__Listed entries__
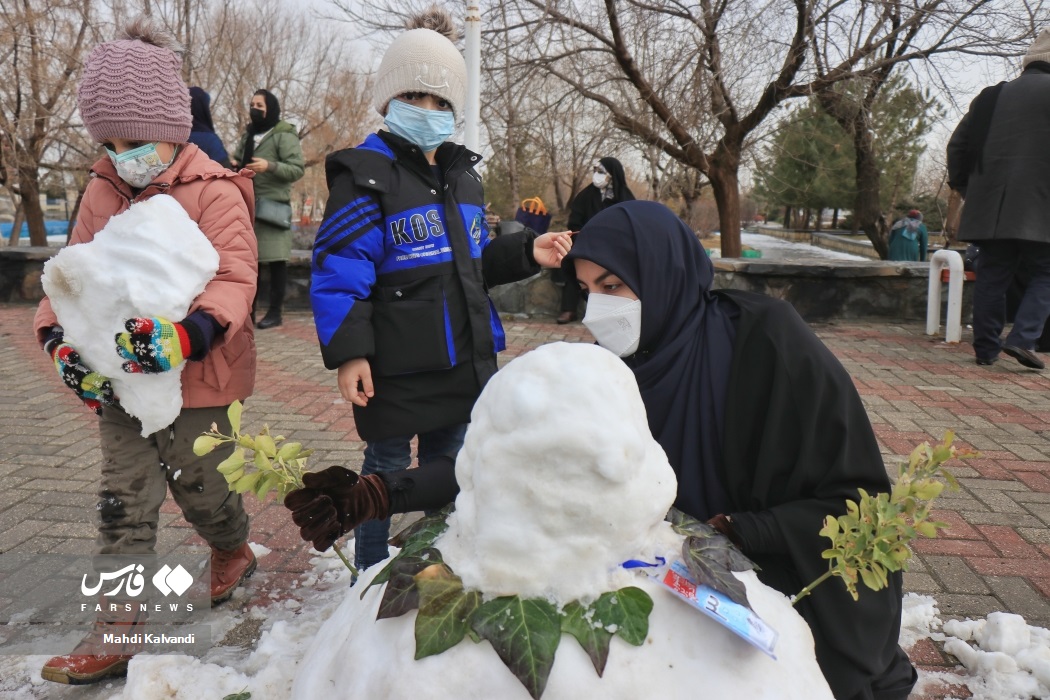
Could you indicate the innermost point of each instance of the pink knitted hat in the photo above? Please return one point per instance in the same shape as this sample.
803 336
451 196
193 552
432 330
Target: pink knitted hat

__The exercise__
Transcribe the listing in full. Omit the pictures and keep every line exact.

__Output of the exercise__
Could you indicate the innermost point of each instance of the pink knitted hat in the photo above? Please return one point per instance in the same shape as this sample.
803 336
451 196
193 552
432 330
Target: pink knitted hat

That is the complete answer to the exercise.